*** Opening Passage provided ***

It was a Saturday afternoon in 2006, and Florence and two girlfriends were planning to go to Kenyatta National Hospital to get their HIV results. The previous day, one of the girlfriends had called Florence in distress; she had found her boyfriend cheating with a girl who was rumoured to have been around the block quite a few times, and now she was worried that she had contracted HIV from him.
Florence and another girlfriend got together to accompany her to the hospital for her tests – and also took the test themselves in a show of moral support. Florence wasn’t really worried about her HIV status, though; she thought it would come out negative. Instead, she was focused on a party she was due to attend later that evening, thrown by an ex-boyfriend. They had dated in college, broken up and re-kindled their romance the previous weekend. 27 at the time and enjoying her first steady job since graduating with a degree in business administration, life was looking up for Florence.
Later that afternoon, a counsellor at the hospital pushed a box of tissues in her direction and gave her the hard news: she was HIV positive.
Eleven years later, Florence is now the communications manager for the International Community of Women Living with HIV (ICW). But back then, she didn’t tell her friends about her diagnosis. She pretended everything was okay and went for the party afterwards where she continued her denial. Then, that night, she walked into her ex’s bedroom and found him dabbing a bloody finger with cotton wool. He had accidentally sliced it with a kitchen knife. “The blood and the act of dabbing his finger made me a fall apart,” she says. It reminded her of the counsellor pricking her finger and dabbing it with a swab. “I screamed at him and blabbed incoherently for a few minutes, and ended by saying, ‘You know that’s what they did to me today and now I have Aids!’”
The relationship was as good as dead after that. He accompanied her for one clinic visit, and that’s the last she saw of him in a long while. Thus began her journey of navigating the dating scene, and learning the whens and hows of disclosing her HIV status to potential partners.

*** Closing Passage provided ***
*** Opening Material supplied ***

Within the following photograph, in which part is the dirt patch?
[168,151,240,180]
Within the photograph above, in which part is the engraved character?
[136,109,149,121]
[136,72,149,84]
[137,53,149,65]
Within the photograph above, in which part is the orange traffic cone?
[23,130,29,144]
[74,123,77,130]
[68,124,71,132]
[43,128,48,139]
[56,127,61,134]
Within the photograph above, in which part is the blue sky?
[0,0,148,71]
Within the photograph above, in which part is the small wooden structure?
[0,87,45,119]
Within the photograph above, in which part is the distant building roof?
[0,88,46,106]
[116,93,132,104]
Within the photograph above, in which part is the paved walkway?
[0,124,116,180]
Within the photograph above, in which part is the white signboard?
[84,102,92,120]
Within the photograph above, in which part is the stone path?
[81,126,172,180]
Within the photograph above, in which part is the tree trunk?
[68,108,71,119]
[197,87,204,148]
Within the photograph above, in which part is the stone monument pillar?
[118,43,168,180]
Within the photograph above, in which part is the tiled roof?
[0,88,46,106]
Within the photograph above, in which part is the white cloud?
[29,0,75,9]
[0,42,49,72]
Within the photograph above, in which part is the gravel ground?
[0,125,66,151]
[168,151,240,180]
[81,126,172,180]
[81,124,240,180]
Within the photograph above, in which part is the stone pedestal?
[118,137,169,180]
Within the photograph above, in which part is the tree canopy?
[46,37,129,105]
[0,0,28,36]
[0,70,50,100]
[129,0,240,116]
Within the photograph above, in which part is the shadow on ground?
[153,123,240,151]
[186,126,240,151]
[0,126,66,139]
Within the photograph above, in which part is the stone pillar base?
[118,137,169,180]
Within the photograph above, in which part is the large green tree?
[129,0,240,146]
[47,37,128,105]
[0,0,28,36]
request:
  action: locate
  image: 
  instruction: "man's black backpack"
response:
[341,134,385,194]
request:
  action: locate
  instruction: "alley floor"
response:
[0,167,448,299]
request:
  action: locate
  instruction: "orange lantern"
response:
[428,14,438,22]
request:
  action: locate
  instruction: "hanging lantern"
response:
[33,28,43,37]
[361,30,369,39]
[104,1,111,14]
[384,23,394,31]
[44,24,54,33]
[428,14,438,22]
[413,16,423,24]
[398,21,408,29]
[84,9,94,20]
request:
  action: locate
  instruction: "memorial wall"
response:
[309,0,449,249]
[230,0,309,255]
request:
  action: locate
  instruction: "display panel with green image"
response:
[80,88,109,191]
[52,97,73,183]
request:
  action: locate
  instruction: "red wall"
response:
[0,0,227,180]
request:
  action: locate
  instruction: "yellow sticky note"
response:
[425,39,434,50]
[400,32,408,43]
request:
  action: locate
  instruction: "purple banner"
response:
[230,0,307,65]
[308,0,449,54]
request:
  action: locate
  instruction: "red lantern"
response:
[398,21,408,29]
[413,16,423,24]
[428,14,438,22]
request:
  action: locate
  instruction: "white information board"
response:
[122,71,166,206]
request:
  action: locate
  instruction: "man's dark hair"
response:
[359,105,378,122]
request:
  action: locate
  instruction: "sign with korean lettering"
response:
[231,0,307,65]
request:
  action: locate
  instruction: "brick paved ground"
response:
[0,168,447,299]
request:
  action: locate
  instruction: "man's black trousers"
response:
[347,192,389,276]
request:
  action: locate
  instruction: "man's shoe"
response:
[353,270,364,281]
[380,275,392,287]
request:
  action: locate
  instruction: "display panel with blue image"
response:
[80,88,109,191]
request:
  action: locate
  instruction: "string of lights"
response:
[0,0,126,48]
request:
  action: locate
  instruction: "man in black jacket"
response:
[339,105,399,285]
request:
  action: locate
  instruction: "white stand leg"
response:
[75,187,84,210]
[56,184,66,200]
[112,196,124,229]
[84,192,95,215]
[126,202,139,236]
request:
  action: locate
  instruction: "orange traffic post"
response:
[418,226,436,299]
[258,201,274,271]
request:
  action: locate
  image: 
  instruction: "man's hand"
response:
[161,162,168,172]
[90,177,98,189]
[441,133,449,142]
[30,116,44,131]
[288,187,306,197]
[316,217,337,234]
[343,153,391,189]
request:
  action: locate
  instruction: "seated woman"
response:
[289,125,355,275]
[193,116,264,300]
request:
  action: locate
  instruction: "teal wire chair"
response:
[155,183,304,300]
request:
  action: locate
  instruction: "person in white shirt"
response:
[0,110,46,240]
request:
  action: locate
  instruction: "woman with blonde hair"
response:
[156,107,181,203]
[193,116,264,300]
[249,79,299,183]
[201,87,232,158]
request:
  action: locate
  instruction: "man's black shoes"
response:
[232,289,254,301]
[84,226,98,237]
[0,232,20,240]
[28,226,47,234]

*** Closing Material supplied ***

• [Required work]:
- a) Translate this sentence from the passage about Florence's HIV diagnosis into Spanish: "The relationship was as good as dead after that."
- b) Echo back, word for word, the stretch of the passage about Florence's HIV diagnosis from "Florence and another" through "was HIV positive.".

• [Answers for the exercise]:
- a) La relación estaba prácticamente muerta después de eso.

- b)
Florence and another girlfriend got together to accompany her to the hospital for her tests – and also took the test themselves in a show of moral support. Florence wasn’t really worried about her HIV status, though; she thought it would come out negative. Instead, she was focused on a party she was due to attend later that evening, thrown by an ex-boyfriend. They had dated in college, broken up and re-kindled their romance the previous weekend. 27 at the time and enjoying her first steady job since graduating with a degree in business administration, life was looking up for Florence.
Later that afternoon, a counsellor at the hospital pushed a box of tissues in her direction and gave her the hard news: she was HIV positive.